(Coordinate annotation entries)
◇ ◇ ◇ ◇ ◇ ◇ ◇
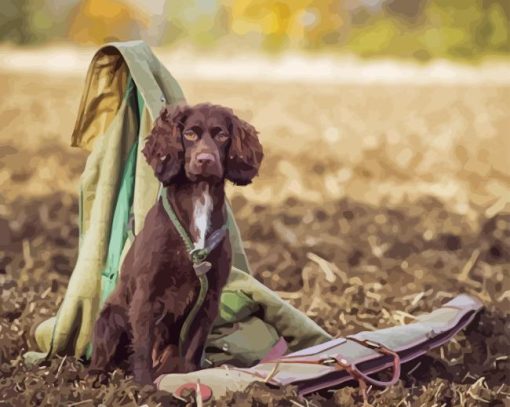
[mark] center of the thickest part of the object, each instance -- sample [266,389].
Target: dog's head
[203,142]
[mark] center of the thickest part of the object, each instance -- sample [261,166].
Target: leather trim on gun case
[340,360]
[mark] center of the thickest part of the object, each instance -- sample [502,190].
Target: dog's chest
[202,207]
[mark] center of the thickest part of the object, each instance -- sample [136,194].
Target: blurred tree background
[418,29]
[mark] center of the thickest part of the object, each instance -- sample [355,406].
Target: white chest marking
[202,206]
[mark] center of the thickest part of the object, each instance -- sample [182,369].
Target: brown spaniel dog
[192,150]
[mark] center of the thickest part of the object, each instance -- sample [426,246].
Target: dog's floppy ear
[245,153]
[163,149]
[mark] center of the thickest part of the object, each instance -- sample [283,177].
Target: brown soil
[398,215]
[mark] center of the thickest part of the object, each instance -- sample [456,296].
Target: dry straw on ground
[374,204]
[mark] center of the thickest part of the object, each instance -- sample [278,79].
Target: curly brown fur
[192,150]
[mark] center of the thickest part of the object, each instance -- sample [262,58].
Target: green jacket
[125,89]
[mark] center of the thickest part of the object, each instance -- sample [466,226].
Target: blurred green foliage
[419,29]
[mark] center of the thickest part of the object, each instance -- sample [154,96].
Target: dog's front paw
[187,366]
[142,376]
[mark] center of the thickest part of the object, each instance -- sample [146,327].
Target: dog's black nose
[205,158]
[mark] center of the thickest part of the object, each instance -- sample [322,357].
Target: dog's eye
[221,137]
[190,135]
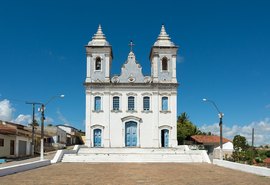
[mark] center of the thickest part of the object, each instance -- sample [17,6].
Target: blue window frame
[164,64]
[115,103]
[164,103]
[97,103]
[131,103]
[98,64]
[146,103]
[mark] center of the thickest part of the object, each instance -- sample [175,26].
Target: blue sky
[223,55]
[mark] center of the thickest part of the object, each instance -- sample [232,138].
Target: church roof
[99,39]
[131,71]
[164,39]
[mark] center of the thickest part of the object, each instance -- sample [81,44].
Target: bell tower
[98,57]
[163,59]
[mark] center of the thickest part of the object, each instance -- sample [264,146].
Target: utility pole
[33,126]
[42,132]
[221,115]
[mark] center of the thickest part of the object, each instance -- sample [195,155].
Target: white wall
[149,124]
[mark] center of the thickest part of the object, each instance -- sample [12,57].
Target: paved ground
[48,156]
[134,173]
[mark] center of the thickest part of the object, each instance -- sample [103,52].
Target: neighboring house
[227,150]
[73,135]
[58,136]
[267,162]
[210,143]
[15,140]
[131,109]
[54,138]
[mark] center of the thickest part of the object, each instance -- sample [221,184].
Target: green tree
[241,152]
[185,128]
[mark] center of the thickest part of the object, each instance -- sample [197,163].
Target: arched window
[131,105]
[146,103]
[97,103]
[164,64]
[164,103]
[98,64]
[115,103]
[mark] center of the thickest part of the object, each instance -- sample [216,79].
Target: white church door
[165,138]
[97,138]
[131,134]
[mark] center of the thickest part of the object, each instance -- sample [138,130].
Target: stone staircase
[181,154]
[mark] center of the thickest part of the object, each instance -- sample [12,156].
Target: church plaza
[133,173]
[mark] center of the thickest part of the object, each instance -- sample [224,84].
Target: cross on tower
[131,45]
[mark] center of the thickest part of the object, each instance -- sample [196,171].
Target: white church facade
[130,109]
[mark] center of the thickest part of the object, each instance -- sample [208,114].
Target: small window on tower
[98,63]
[164,64]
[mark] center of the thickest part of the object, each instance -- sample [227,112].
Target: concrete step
[131,158]
[136,155]
[132,150]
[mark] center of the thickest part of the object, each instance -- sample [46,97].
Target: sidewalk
[48,156]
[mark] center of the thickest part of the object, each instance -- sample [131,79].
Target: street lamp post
[220,115]
[42,110]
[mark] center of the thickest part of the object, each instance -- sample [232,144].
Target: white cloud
[261,131]
[49,120]
[6,110]
[23,119]
[62,118]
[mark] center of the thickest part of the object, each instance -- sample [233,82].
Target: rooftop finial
[99,38]
[163,38]
[131,45]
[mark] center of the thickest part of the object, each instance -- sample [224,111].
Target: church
[131,110]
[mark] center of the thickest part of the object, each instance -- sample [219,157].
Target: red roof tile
[7,130]
[208,139]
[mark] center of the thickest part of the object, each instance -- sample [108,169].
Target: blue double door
[131,134]
[97,138]
[165,138]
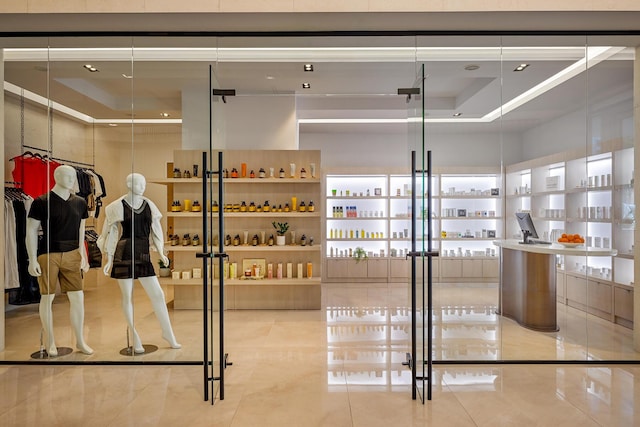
◇ ◇ ◇ ◇ ◇ ◇ ◇
[Request] Please count the lines in the entries above that contain the string "church" and give only the number.

[Task result] 5